--- Страница ---

Вместе с тем и сама профессия, будучи одним из слагаемых человеческого потенциала, становится (особенно в переломные моменты) тем социальным институтом, который позволяет человеку сменить или адаптировать ее к изменившимся обстоятельствам, моделируя тем самым свой социальный статус (материальное положение, стиль жизни, круг общения и пр.) [30. С. 223]. Таким образом, человеческий потенциал, накопленный ранее, отчасти помогает сгладить издержки адаптационного периода.
Очевидно, что в условиях новых геополитических и геоэкономических реалий имеющиеся межстрановые различия в ЕАЭС в уровне и качестве человеческого потенциала, скорее всего, будут только нарастать. Как отмечает Л.Б. Вардомский, «межстрановые различия в человеческом потенциале не могут быть долгосрочным фактором развития евразийского интеграционного проекта, необходима программа перенацеливания деятельности ЕАЭС на согласованное и совместное развитие человеческого потенциала и его более эффективное использование, прежде всего, через координацию национальных стратегий развития и реализацию совместных экономических и социальных проектов» [7. С. 25]. Ввиду того, что масштаб количественной и качественной дифференциации человеческого потенциала определяется как запасом достигнутой в досанкционный период социальной прочности общества, так и способностью национальной социальной политики оперативно гасить волны от макроэкономических шоков, очевидно, потребуется еще большая, чем раньше, как отмечал А.А. Аузан еще в 2015 г., «защита статей государственного бюджета, нацеленных на инвестиции в человеческий капитал» [4. С. 244]. Сопоставление долей расходов на образование и здравоохранение, с одной стороны, и расходов на оборону и безопасность, с другой, в общем объеме расходов консолидированного бюджета в странах ЕАЭС в 2016 и 2020 гг. наглядно показывает отсутствие значимой положительной динамики в сторону социализации расходов госбюджета (табл. 1).
Все это доказывает ограниченность чисто рыночных решений большинства социальных проблем и необходимость интеграции государственной социальной и экономической политики, активного участия государства в корректировке провалов рынка и одновременно – стимулирование развития экономики с помощью вложений в человеческий капитал [31. С. 174]. Однако, в странах ЕАЭС и особенно в России, сейчас это трудно осуществимо, поскольку в ближайшей перспективе приоритет будет, скорее всего, отдан расходам на оборону и безопасность.
Таблица 1 Доля расходов на образование, здравоохранение и оборону в общем объеме расходов консолидированного бюджета в странах ЕАЭС (%)

--- Исходные данные ---

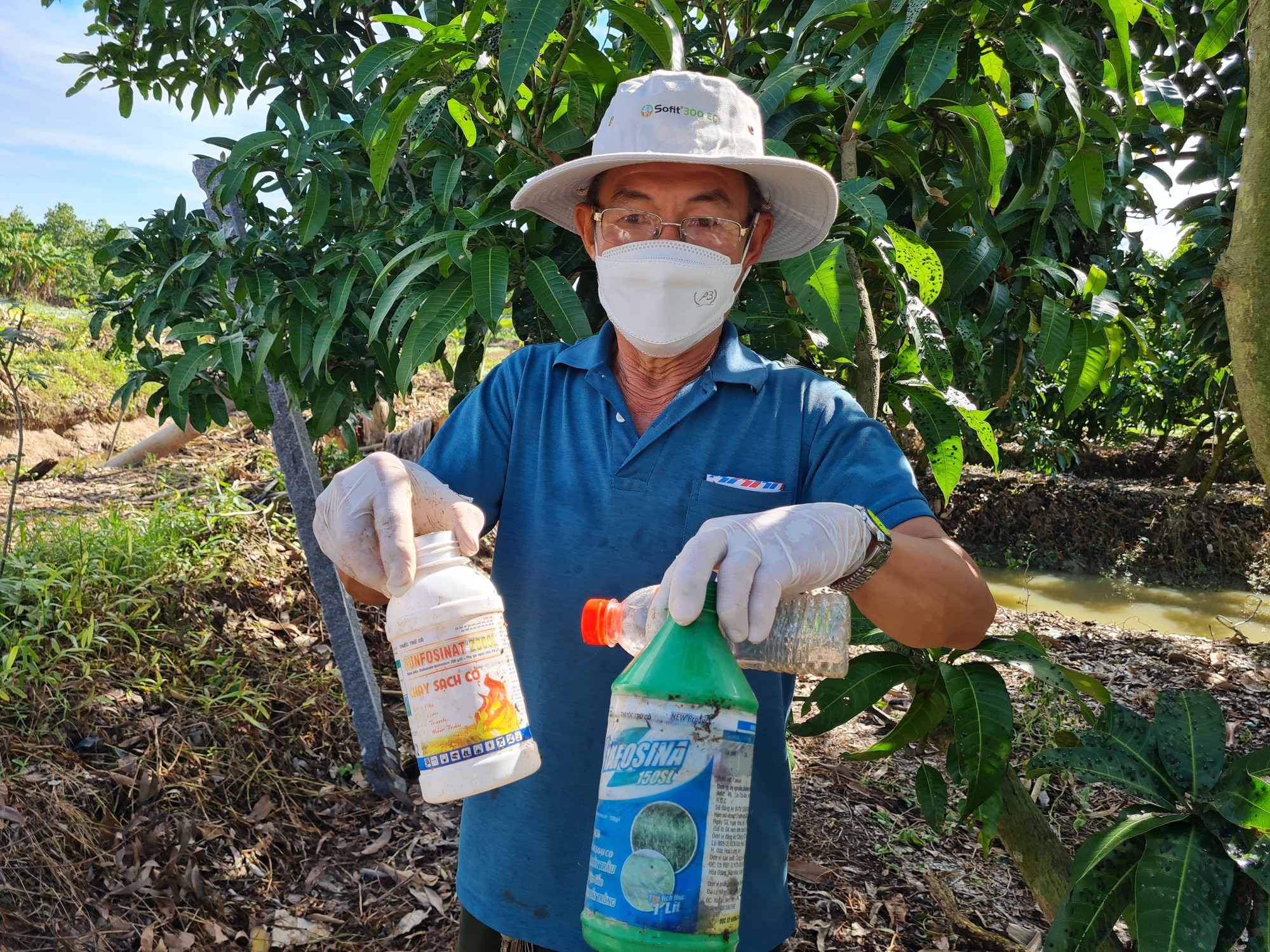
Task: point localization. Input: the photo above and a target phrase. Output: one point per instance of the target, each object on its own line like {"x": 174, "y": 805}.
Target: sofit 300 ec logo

---

* [Письменное задание]:
Каким расходам в ближайшей перспективе, скорее всего, будет отдан приоритет, согласно тексту о человеческом потенциале в странах ЕАЭС? Данные здесь никакой роли не играют.

* [Ответ]:
Расходам на оборону и безопасность.